_Excerpt to read:_
H-1B Pipeline and International Talent Dynamics

While the national H-1B/LCA data provided does not include Dallas-Fort Worth-specific breakdowns, the occupational and employer patterns illuminate critical dynamics affecting the region's labor market. The top H-1B occupations nationally—Computer Systems Analysts (324,003 petitions), Computer Programmers (242,165 petitions), and Software Developers in various specializations (371,000 combined petitions)—directly compete with occupational categories where Dallas-Fort Worth firms are laying off workers.

Ericsson, STMicroelectronics, and other telecommunications and technology firms in the region participate in the H-1B system nationally, bringing in specialized talent at lower-than-prevailing-wage rates compared to some domestic alternatives. The national average H-1B salary of $111,720 contrasts starkly with the average software developer salary cited ($319,763), suggesting significant stratification within sponsored positions. The top H-1B employers—INFOSYS LIMITED, TATA CONSULTANCY SERVICES LIMITED, and CAPGEMINI AMERICA INC—operate substantial operations in Dallas-Fort Worth, importing talent for specific technology and infrastructure roles while simultaneously displacing domestic workers through consolidation and efficiency improvements.

_Information given:_
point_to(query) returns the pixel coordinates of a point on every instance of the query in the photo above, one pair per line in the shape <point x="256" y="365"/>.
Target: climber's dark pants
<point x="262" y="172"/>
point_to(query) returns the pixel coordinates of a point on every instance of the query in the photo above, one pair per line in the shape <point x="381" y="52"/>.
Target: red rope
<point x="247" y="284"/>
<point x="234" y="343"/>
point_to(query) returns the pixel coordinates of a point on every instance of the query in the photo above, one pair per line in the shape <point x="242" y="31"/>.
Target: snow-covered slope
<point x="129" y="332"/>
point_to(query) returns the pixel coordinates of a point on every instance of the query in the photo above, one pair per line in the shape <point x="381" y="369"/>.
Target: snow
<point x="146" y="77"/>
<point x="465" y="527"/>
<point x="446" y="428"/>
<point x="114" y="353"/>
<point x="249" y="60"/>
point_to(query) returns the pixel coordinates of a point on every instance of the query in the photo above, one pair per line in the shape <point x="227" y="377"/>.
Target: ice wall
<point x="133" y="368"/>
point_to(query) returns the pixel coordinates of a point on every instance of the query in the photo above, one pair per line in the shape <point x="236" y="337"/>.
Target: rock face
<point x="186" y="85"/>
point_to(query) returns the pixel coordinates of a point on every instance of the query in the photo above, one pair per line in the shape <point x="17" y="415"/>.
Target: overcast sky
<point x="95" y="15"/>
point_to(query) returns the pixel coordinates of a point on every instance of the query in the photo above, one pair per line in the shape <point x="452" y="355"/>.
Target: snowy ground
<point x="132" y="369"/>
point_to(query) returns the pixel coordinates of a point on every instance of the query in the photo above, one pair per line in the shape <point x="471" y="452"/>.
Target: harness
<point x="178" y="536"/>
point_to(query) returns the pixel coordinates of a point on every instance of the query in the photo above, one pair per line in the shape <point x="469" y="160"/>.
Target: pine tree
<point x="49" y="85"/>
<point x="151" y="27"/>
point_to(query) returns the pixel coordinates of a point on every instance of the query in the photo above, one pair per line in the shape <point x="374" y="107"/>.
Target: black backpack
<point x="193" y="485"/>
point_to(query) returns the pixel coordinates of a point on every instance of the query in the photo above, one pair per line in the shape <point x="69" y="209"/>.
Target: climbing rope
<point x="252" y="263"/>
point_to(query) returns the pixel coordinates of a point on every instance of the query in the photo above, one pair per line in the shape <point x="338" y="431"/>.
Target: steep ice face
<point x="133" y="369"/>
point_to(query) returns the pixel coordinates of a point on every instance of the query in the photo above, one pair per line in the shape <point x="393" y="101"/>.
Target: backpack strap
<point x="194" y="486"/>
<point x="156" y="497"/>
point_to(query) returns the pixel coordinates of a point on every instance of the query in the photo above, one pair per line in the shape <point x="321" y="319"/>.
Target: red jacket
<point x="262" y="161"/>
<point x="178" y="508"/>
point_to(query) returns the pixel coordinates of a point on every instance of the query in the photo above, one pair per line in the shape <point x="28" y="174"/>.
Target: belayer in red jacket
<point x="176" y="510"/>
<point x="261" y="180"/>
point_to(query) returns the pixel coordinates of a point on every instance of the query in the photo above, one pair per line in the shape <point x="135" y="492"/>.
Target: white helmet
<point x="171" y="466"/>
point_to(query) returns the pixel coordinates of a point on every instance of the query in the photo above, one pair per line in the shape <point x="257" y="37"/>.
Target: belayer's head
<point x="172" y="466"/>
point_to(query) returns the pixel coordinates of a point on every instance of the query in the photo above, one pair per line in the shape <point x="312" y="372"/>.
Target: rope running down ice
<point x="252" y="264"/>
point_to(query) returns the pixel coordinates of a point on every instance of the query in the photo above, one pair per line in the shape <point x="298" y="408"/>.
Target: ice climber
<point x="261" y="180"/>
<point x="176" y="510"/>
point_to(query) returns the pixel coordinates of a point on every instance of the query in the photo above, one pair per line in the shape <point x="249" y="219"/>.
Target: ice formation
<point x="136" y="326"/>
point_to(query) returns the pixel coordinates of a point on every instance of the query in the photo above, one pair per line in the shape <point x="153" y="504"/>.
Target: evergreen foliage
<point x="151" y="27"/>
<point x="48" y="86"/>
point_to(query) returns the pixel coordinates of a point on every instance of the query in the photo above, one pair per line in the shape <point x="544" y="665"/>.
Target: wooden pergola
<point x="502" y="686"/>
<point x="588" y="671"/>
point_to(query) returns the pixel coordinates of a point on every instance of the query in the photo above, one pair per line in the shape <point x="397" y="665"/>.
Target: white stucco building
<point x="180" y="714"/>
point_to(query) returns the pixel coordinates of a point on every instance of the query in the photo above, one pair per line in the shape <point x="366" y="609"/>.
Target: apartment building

_Instructions for the task:_
Answer these questions using the H-1B excerpt above:
1. How many petitions does it give for Computer Programmers?
2. What national average H-1B salary does it state?
3. Which three companies does it name as the top H-1B employers?

_Response area:_
1. 242,165 petitions
2. $111,720
3. INFOSYS LIMITED, TATA CONSULTANCY SERVICES LIMITED, and CAPGEMINI AMERICA INC